== SELECTED EXTRACT

Hi Gilly,
I’m so glad I was able to help - if not literally with the pain, then at least to reassure you you’re not doing anything reckless or “immoral” by accepting properly prescribed treatment.
Actually, I wasn’t diagnosed that much before you - only 2010 - but with hindsight, I’ve realised I’ve had MS a lot longer, and based on my account, my neuro agrees, although we can’t prove it clinically, because although MRI can distinguish between active and historic lesions, it can’t tell how long the historic ones have been there, so we don’t know if it was two years or 20.
I’ve had pain for years - especially in my feet. I do remember thinking rather sadly that I wasn’t ageing well, and even got as far as being investigated by Rheumatology several years before diagnosis, but as they discharged me with a diagnosis of “wear and tear” and advised me to rest and take ibuprofen, I was lulled into a false sense of security. I managed to convince myself that if it was anything sinister, they certainly would have found it, and if I continued to have problems, it was just me being a wuss.
That all changed about this time of year 2010 (which always makes me a bit nervous about now), when I woke up with completely numb feet. I knew numb feet couldn’t come from “being a wuss”, but when I found I wasn’t slurring or anything, and everything still worked OK - apart from being numb - I still didn’t treat it as particularly urgent. I dismissed that I might have had a stroke, as I seemed “too OK”, so assumed I’d hurt myself somehow, and waited a few days for it to get better by itself (which it didn’t) before booking to see the doctor.
Doctor too thought I’d injured myself (slipped disc), and told me it was very unlikely to be anything sinister - by which I suppose she meant cancerous - although I think MS is quite sinister. But when no slipped disc was found, that was the start of my path to diagnosis. Another eight months did it!

====
== PROVIDED MATERIAL

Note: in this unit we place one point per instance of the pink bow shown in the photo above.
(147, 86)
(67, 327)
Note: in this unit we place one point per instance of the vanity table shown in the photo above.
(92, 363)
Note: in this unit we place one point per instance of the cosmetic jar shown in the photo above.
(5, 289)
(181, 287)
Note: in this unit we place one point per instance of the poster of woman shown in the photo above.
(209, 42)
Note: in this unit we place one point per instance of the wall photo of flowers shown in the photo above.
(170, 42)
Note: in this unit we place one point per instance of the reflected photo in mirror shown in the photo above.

====

• _WORK ORDER 1_: Repeat the part of the reply to Gilly starting at "Actually, I wasn’t" and ending at "years or 20.".
• _WORK ORDER 2_: In the reply to Gilly, what diagnosis did Rheumatology give the writer on discharge?
This listing was taken from a different source than the reply to Gilly.

• _EXPECTED ANSWER 1_:
Actually, I wasn’t diagnosed that much before you - only 2010 - but with hindsight, I’ve realised I’ve had MS a lot longer, and based on my account, my neuro agrees, although we can’t prove it clinically, because although MRI can distinguish between active and historic lesions, it can’t tell how long the historic ones have been there, so we don’t know if it was two years or 20.

• _EXPECTED ANSWER 2_: Wear and tear